Reproduce the listing below, replacing "drop one marker per instance" with "place one point for each instance" everywhere it occurs and changing nothing else. Leave the pictures out of your copy.

(Excerpts from point annotation data)
_ _ _ _

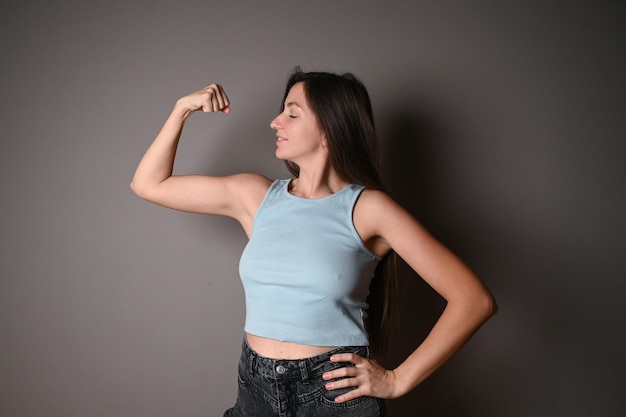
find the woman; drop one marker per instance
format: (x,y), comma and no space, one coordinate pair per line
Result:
(316,240)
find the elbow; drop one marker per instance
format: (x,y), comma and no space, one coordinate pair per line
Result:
(138,190)
(488,305)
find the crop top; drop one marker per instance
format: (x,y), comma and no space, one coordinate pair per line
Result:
(305,270)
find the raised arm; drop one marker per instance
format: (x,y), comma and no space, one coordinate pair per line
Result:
(235,196)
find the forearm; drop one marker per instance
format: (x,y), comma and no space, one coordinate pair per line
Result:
(457,324)
(157,163)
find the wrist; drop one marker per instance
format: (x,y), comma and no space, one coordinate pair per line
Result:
(182,109)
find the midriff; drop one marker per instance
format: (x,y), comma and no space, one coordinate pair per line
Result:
(276,349)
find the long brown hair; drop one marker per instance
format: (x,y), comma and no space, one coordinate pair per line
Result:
(344,112)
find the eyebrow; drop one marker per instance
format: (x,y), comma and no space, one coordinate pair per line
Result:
(292,103)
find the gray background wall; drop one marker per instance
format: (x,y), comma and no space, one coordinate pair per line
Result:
(502,124)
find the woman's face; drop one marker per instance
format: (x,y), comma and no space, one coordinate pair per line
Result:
(299,137)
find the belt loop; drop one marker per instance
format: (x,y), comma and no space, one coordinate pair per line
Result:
(251,363)
(304,372)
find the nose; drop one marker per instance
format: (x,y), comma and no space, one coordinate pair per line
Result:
(275,124)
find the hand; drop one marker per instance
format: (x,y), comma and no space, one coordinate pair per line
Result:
(367,375)
(209,99)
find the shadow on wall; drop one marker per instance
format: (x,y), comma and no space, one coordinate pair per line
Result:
(413,167)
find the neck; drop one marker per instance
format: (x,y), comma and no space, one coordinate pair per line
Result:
(317,184)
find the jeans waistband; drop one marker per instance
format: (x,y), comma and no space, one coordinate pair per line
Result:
(296,369)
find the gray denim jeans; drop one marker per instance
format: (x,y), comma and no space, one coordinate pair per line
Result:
(295,388)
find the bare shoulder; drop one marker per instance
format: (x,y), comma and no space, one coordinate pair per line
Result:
(375,206)
(379,218)
(372,212)
(250,189)
(250,182)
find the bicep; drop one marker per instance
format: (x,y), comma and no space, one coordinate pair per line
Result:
(231,196)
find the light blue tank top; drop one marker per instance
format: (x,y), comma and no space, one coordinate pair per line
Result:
(305,270)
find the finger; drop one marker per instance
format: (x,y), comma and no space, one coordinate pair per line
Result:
(350,395)
(347,357)
(348,371)
(342,383)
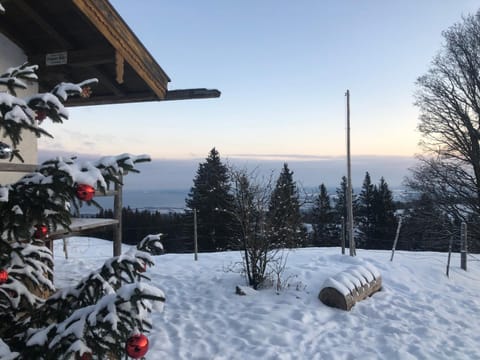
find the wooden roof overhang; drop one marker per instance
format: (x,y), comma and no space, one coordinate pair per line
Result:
(75,40)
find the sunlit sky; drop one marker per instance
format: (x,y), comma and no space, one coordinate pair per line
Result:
(283,68)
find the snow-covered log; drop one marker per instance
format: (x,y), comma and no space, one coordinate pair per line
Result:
(348,287)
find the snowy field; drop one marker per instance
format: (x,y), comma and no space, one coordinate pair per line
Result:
(419,314)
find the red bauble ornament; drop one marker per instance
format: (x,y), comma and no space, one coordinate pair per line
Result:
(85,356)
(3,276)
(40,115)
(85,192)
(41,232)
(86,92)
(137,346)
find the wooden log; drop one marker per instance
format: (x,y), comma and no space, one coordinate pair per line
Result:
(345,289)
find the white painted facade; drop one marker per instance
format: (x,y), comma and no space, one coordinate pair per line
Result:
(12,55)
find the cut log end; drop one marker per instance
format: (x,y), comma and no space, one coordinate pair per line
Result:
(332,297)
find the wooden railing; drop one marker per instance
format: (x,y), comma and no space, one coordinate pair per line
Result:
(81,225)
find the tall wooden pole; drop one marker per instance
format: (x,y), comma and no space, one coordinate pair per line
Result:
(195,237)
(351,239)
(117,214)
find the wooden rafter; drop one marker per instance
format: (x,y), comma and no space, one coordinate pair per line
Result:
(112,26)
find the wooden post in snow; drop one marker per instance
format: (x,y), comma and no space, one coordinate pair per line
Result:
(117,214)
(396,237)
(195,238)
(450,243)
(464,246)
(351,240)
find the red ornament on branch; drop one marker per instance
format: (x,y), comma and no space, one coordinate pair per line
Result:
(85,356)
(137,346)
(41,232)
(3,276)
(40,115)
(86,92)
(85,192)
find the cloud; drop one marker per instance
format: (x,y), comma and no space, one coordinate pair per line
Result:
(309,171)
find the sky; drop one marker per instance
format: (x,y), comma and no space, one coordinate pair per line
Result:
(283,68)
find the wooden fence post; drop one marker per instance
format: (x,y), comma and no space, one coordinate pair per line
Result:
(396,237)
(464,246)
(117,214)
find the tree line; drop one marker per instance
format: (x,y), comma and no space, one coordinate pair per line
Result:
(446,180)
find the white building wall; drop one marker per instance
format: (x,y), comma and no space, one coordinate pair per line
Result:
(12,55)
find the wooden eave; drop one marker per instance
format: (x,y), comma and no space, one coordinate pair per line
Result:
(124,41)
(92,41)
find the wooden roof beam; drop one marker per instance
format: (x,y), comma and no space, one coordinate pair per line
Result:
(116,31)
(186,94)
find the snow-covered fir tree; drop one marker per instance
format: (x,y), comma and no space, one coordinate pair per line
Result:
(211,197)
(284,218)
(104,316)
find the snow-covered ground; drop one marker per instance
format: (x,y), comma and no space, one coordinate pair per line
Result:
(419,314)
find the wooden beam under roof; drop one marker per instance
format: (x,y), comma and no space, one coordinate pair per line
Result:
(112,26)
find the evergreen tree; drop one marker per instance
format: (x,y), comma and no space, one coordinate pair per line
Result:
(284,218)
(340,209)
(323,220)
(95,318)
(366,212)
(385,222)
(211,197)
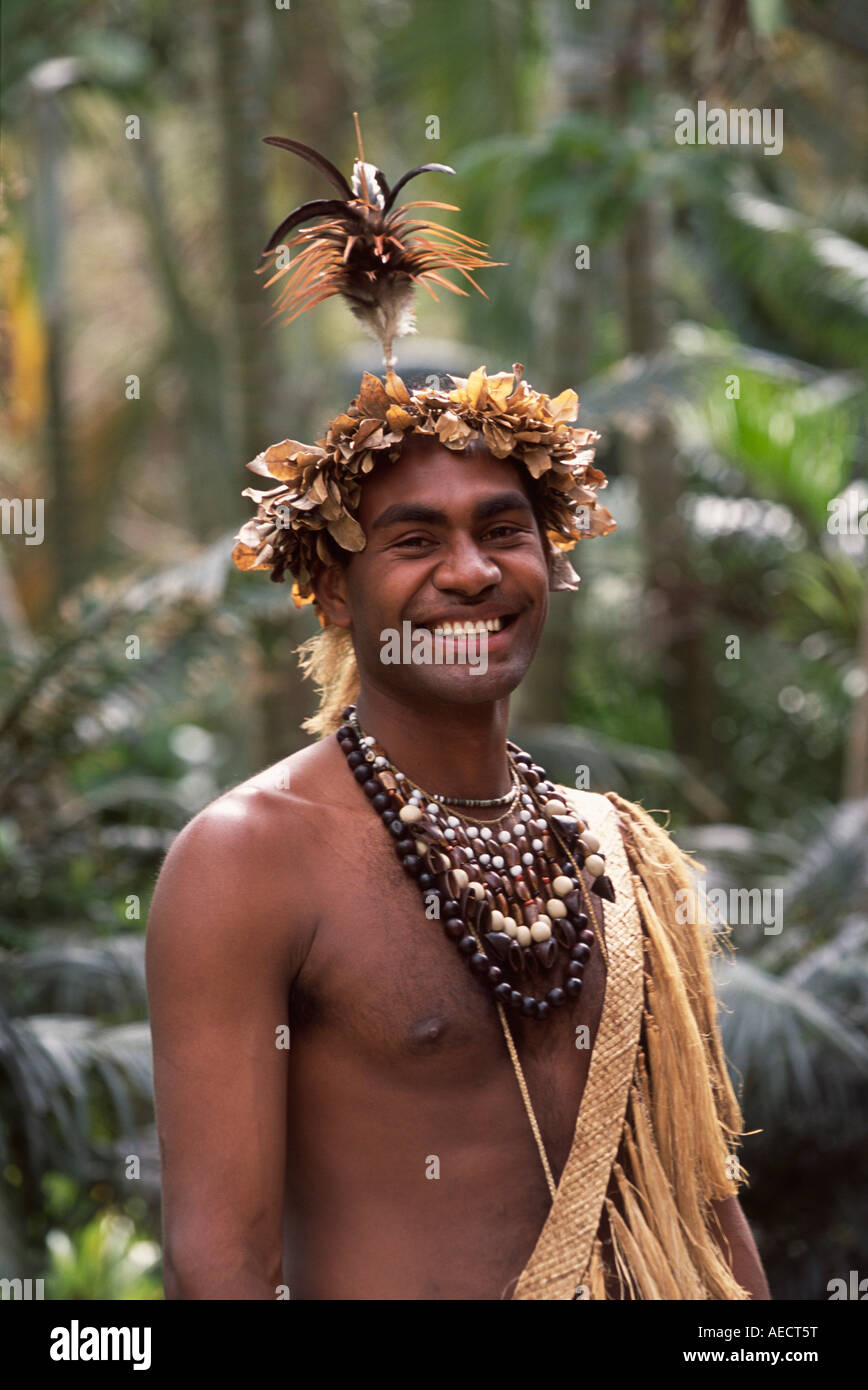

_ _ _ _

» **FINISHED ANSWER**
find the woman; place one point for each instance
format: (x,y), comma and no space, one coordinate pair per line
Result:
(316,240)
find the elbow; place one point for each instance
format: (x,y), comma and no space, one coordinate pair per line
Result:
(138,190)
(488,305)
find the crop top; place one point for each instance
format: (x,y), comma and no space, one coordinate pair per line
Result:
(305,270)
find the raised arm; place one point for each instance
format: (x,y), comma and no space, one coordinate pair per line
Result:
(235,196)
find the forearm; place one point for each instance
format: (x,y), comma and no space, one coordinate pair per line
Result:
(457,324)
(157,163)
find the wrist; place one point for each instance
format: (x,y), comma and no space, one coordinate pair per line
Result:
(182,109)
find the midriff; place one point for each instance
format: (x,y), comma and no space, one coordinate pair per line
Result:
(276,349)
find the long brown hair; place one point for each instance
format: (x,y), comma and no space, one coordinate pair per line
Result:
(344,112)
find the eyebrow; place one point for each instance
format: (x,y), comma and no space, one coordinate pair per line
Result:
(292,103)
find the gray background wall; place one point for each instance
format: (x,y), comma and no space, one coordinate pair per line
Result:
(502,124)
find the woman's face; place one point for each instance
format: (x,y), comma and no space, one coordinate pair per line
Result:
(299,137)
find the belt loop; place one point for each instance
format: (x,y), comma and no space, one coordinate pair per line
Result:
(251,363)
(304,372)
find the nose; place one point for each instance
format: (x,y), comma and no space, one coordinate pair per line
Result:
(275,124)
find the hand; place one point for each instance
format: (x,y), comma and no space, one coordinate pair per line
Result:
(367,375)
(209,99)
find the shadow on wall; place one point for each instance
format: (x,y), comma and no space, one coordinate pair per line
Result:
(413,167)
find the neck; place one point for each instance
format: (x,y), comma and no space, one coordinate pair per line
Result:
(317,184)
find the jeans waistband; place one point for each instance
format: (x,y), comma and no space, one coordinate pair per line
Result:
(296,369)
find the gray denim jeans; place one point for each instance
format: (x,y), comma and no space, one coordinate pair per line
Result:
(295,388)
find the bare shoulder; place one point for each instance
format: (x,y), comma and no space, one coordinate pair per line
Result:
(375,206)
(379,218)
(372,212)
(250,189)
(250,182)
find the bicep; place one point for each instance
format: (x,y), comma and no space, one coordinate pair per line
Result:
(231,196)
find the light blue tank top; place one point for each instance
format: (x,y), comma and no space, one coordinate pair per line
Result:
(305,270)
find the finger; place one point for each instance
format: (x,y), comma and no space, one coordinate pair per line
Result:
(350,395)
(347,357)
(348,371)
(342,383)
find the wooden roof overhang; place one point for each instance
format: (x,y), comma and no space, one coordinate pair per line
Result:
(75,40)
find the sunlit sky; place one point for each instance
format: (x,y), comma and no space, one coordinate pair per line
Result:
(283,68)
find the snow-covered log; place one point for each instance
format: (x,y), comma and no space, one coordinate pair per line
Result:
(348,287)
find the snowy field; place one point for each instance
format: (x,y), comma and no space, one coordinate pair per line
Result:
(419,314)
find the red bauble ornament; place one point for each instance
format: (x,y), comma and no space, one coordinate pair per line
Result:
(85,356)
(3,276)
(40,115)
(85,192)
(41,232)
(86,92)
(137,346)
find the wooden log; place one point for each instance
format: (x,y), comma and no space, one coordinate pair per line
Result:
(345,289)
find the white painted facade; place one point for each instance
format: (x,y), comma and no space, one coordinate pair per line
Result:
(12,55)
find the cut log end; place one point for each instance
format: (x,y), comma and no space, one coordinate pair per line
Result:
(332,297)
find the wooden railing; place one point for each instance
format: (x,y), comma and no space, one coordinate pair per line
Result:
(81,225)
find the tall wooden pole; place one point for each instance
format: (x,y), comma and no space, one coordinate pair per line
Result:
(195,237)
(351,239)
(117,214)
find the wooden rafter; place one point for each instance
format: (x,y), comma and no space, one coordinate pair per line
Result:
(112,26)
find the wooden post in snow; place one point for each instance
format: (x,y), comma and no space, one coordinate pair per line
Result:
(117,214)
(396,237)
(195,238)
(450,243)
(464,246)
(351,240)
find the red ornament on branch; place one point for each instance
format: (x,y), comma and no space, one coordinate pair per line
Result:
(85,356)
(137,346)
(41,232)
(3,276)
(40,115)
(86,92)
(85,192)
find the cloud; place one point for each instance
format: (x,y), comma and no space, one coordinate pair per line
Result:
(309,171)
find the sky; place one point for each instance
format: (x,y), comma and no space, one coordinate pair per line
Result:
(283,68)
find the wooden fence post; place one point for each instance
format: (x,y), comma and no space, one coordinate pair per line
Result:
(396,237)
(464,246)
(117,214)
find the tree line; place one point for each instance
format: (x,y), comma and no space, one coordinate pair per line
Result:
(446,180)
find the white building wall; place one point for each instance
format: (x,y), comma and no space, one coordinate pair per line
Result:
(12,55)
find the wooden eave; place one point for each instance
format: (x,y), comma and no space, one coordinate pair per line
Result:
(124,41)
(92,41)
find the wooden roof beam; place one point for each instance
format: (x,y), comma and no space, one coordinate pair per line
Result:
(116,31)
(186,94)
find the snow-covered fir tree; place one point for each instance
format: (x,y), comma and no space, one coordinate pair per line
Result:
(211,197)
(284,218)
(104,316)
find the snow-covered ground; place one point for each instance
format: (x,y), comma and no space, one coordinate pair per line
Result:
(419,314)
find the wooden beam under roof; place one point for each instance
format: (x,y), comma and no space, one coordinate pair per line
Result:
(112,26)
find the evergreen tree; place one point for each instance
format: (x,y), comma and no space, one coordinate pair per line
Result:
(284,218)
(340,209)
(323,220)
(95,318)
(366,212)
(385,222)
(211,197)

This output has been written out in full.